• **CONJUNTO DE TAREFAS**:
• a. Cite, do texto sobre o novo Código de Processo Penal, o trecho de "Sumário: Introdução; 1." até "cima. (Martha Medeiros)".
• b. Segundo o texto sobre o novo Código de Processo Penal, de quem era o relatório aprovado em sessão extraordinária no Senado Federal?

Resumo: de tempos em tempos, a ciência humana empreende saltos. Vê-se, então, com clareza, o que em ocasiões anteriores não se vislumbrava de forma alguma. A gênese de tais mudanças bruscas advém dos mais variados motivos. Um dentre eles, pode-se citar, é a possível impropriedade de determinado mecanismo o qual não mais serve aos desígnios para os quais fora um dia concebido. Desta feita, a necessidade premente de melhores meios acabam, geralmente, eclodindo em uma variação de característica robusta, porquanto imprescindível. Foi exatamente assim que exsurgiu o projeto do novo Código de Processo Penal, prestes a nascer em nosso meio jurídico, consoante a redação final do Projeto de Lei do Senado nº 156, de 2009. Dessarte, o presente e sucinto escrito tende a tecer algumas pequenas observações, em um número fechado adrede pensado de exatos seis tópicos, sobre alguns daqueles polêmicos pontos os quais estão prestes a modificar o nosso sistemático mundo processual penal brasileiro.
Palavras-chave: Código de Processo Penal; Novo; Peculiaridades.
Sumário: Introdução; 1. Juiz das Garantias; 2. Inquérito Policial; 3. Sistema Acusatório; 4. Ação Penal Privada; 5. Zelo Especial às Vítimas; 6. Fiança; Considerações Finais.
A solução é voltar ao marco zero. Desaprender para aprender. Deletar para escrever em cima. (Martha Medeiros)
INTRODUÇÃO
O Senador Renato Casagrande viu o seu relatório acerca do projeto de reforma do Código de Processo Penal ser aprovado em sessão extraordinária no Senado Federal, após votação simbólica daquela Casa. Tramitando, agora, sem novas alterações na Câmara dos Deputados, caminhará serenamente para a sanção presidencial.

• **TRECHOS DOS REGISTROS**:
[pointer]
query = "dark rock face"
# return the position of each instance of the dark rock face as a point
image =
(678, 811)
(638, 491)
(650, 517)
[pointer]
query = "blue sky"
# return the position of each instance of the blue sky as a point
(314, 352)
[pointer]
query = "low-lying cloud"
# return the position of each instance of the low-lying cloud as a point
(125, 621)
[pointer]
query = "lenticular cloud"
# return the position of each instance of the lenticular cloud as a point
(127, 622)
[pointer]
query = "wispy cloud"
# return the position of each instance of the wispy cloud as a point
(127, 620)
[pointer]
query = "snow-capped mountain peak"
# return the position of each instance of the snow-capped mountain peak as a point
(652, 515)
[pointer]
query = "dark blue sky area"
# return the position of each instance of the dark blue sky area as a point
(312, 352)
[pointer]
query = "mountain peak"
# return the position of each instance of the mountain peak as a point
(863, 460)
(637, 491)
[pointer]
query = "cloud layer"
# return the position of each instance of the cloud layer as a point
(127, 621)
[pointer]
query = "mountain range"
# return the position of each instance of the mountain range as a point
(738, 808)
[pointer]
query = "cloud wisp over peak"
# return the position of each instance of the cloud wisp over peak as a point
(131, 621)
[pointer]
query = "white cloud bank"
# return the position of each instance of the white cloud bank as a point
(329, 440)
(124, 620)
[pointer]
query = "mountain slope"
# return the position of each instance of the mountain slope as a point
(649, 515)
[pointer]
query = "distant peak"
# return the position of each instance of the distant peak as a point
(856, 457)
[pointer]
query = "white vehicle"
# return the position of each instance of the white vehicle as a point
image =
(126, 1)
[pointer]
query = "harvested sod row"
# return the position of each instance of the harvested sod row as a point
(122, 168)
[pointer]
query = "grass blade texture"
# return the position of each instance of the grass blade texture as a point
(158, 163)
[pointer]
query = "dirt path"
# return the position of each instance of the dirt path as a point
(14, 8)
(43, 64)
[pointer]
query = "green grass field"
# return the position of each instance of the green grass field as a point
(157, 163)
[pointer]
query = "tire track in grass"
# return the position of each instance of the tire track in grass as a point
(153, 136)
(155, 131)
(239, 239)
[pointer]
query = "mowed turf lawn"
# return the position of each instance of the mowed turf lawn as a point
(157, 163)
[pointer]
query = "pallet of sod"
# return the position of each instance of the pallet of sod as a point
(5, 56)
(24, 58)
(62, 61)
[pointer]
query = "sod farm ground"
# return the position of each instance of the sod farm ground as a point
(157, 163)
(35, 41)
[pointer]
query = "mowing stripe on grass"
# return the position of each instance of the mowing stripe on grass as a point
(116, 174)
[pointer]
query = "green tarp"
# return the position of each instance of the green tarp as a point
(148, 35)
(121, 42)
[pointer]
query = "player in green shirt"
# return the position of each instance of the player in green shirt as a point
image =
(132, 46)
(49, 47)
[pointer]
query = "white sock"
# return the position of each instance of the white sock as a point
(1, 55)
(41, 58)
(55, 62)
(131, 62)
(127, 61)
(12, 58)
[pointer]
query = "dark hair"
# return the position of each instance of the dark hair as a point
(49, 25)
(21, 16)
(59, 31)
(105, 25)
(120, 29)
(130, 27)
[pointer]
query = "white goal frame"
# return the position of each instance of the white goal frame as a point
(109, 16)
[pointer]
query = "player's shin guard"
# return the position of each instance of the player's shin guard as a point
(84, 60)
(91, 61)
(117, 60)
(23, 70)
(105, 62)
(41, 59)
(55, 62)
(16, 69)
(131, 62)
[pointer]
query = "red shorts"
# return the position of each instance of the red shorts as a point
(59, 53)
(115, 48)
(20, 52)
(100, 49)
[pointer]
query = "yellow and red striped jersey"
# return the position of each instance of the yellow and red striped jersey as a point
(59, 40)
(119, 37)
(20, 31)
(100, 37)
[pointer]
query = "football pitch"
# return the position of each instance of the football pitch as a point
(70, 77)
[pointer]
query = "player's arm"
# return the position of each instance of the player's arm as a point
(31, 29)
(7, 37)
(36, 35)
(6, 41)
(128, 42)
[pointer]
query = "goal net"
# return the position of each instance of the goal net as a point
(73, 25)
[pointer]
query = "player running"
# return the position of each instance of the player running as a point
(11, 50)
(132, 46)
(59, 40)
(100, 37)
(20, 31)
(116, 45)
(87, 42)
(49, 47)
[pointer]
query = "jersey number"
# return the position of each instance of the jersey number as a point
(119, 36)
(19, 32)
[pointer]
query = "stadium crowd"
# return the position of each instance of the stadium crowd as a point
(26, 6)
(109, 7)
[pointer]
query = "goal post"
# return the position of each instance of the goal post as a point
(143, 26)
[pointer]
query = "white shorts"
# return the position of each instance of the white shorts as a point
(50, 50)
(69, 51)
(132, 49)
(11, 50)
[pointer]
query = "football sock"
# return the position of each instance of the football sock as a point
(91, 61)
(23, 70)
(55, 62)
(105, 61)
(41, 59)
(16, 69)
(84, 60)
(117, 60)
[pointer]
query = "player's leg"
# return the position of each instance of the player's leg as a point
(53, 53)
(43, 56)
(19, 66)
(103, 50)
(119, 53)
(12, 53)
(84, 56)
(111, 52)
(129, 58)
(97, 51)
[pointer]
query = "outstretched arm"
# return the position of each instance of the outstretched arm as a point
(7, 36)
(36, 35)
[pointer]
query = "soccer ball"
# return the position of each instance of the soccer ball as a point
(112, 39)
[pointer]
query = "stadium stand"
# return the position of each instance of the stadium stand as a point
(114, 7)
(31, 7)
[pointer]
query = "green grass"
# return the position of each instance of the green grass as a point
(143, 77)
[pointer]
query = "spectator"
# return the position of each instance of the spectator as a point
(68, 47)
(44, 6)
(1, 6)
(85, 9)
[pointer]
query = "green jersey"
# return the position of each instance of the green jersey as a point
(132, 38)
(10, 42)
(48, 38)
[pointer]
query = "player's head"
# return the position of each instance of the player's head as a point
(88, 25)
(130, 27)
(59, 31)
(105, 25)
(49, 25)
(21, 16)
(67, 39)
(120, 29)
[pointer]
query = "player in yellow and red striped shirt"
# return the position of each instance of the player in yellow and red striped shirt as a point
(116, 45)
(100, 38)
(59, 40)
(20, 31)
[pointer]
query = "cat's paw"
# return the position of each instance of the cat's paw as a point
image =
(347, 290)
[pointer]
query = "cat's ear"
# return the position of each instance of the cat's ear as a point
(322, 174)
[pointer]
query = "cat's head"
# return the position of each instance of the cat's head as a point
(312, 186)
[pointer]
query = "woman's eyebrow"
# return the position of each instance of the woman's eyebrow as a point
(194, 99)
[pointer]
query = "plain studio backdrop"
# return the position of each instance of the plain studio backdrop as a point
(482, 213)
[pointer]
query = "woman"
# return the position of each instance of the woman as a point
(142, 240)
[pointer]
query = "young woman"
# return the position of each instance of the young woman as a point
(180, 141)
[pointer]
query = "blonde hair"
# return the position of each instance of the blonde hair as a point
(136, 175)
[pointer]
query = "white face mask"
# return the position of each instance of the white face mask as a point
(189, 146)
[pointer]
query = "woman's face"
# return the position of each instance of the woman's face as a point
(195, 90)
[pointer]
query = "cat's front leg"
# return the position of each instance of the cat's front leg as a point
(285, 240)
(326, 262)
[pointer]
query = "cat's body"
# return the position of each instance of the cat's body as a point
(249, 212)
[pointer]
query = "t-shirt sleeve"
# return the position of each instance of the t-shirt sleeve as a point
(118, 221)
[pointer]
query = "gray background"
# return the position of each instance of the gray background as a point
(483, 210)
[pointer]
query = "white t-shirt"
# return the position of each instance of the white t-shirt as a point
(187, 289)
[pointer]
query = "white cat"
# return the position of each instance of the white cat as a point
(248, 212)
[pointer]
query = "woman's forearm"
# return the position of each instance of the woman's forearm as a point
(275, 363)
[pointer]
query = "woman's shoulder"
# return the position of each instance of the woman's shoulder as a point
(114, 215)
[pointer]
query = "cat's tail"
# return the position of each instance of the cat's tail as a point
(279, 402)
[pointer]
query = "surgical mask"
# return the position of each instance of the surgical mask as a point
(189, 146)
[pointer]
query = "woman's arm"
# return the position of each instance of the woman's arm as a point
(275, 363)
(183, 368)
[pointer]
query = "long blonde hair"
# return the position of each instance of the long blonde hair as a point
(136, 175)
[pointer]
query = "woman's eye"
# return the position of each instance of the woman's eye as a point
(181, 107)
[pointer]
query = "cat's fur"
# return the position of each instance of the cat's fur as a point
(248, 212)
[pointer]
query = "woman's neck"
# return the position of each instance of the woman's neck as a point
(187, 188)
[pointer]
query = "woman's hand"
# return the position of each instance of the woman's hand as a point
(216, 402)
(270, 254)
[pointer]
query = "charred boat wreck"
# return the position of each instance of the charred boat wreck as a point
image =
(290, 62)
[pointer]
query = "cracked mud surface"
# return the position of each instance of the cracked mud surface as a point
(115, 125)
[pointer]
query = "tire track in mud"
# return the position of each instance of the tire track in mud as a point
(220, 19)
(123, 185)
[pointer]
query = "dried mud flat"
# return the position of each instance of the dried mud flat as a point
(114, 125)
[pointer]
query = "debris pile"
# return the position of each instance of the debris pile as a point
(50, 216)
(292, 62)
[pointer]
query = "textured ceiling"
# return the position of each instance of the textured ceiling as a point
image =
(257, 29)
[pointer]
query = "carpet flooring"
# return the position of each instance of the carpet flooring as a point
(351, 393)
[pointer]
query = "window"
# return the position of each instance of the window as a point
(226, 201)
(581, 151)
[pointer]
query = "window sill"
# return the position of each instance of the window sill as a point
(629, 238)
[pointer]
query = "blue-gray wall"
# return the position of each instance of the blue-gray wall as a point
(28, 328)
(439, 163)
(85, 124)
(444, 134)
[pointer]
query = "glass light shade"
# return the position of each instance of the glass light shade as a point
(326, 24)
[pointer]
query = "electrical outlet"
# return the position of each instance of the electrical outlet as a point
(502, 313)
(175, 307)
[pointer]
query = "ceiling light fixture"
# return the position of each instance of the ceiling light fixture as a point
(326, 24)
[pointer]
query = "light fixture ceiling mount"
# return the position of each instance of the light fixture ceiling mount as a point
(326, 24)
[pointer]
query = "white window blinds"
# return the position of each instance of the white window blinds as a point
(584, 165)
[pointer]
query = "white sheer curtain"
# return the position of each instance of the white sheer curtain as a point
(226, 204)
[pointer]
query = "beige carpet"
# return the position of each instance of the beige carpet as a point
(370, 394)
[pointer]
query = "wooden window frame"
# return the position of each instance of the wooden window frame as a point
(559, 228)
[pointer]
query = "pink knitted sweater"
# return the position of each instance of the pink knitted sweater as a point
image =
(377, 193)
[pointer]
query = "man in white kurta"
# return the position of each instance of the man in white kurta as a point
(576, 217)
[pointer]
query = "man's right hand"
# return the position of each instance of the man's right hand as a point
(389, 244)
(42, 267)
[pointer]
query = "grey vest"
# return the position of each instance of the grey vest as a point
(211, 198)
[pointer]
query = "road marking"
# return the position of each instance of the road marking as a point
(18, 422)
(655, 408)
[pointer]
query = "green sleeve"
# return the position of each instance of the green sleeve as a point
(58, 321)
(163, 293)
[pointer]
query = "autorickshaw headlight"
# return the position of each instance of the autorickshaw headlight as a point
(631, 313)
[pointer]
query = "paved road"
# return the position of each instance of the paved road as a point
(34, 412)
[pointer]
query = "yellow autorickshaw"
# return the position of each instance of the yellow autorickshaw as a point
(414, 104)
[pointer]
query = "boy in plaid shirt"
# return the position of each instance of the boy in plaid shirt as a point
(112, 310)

• **RESULTADOS DO EXERCÍCIO**:
• a.
Sumário: Introdução; 1. Juiz das Garantias; 2. Inquérito Policial; 3. Sistema Acusatório; 4. Ação Penal Privada; 5. Zelo Especial às Vítimas; 6. Fiança; Considerações Finais.
A solução é voltar ao marco zero. Desaprender para aprender. Deletar para escrever em cima. (Martha Medeiros)

• b. Do senador Renato Casagrande.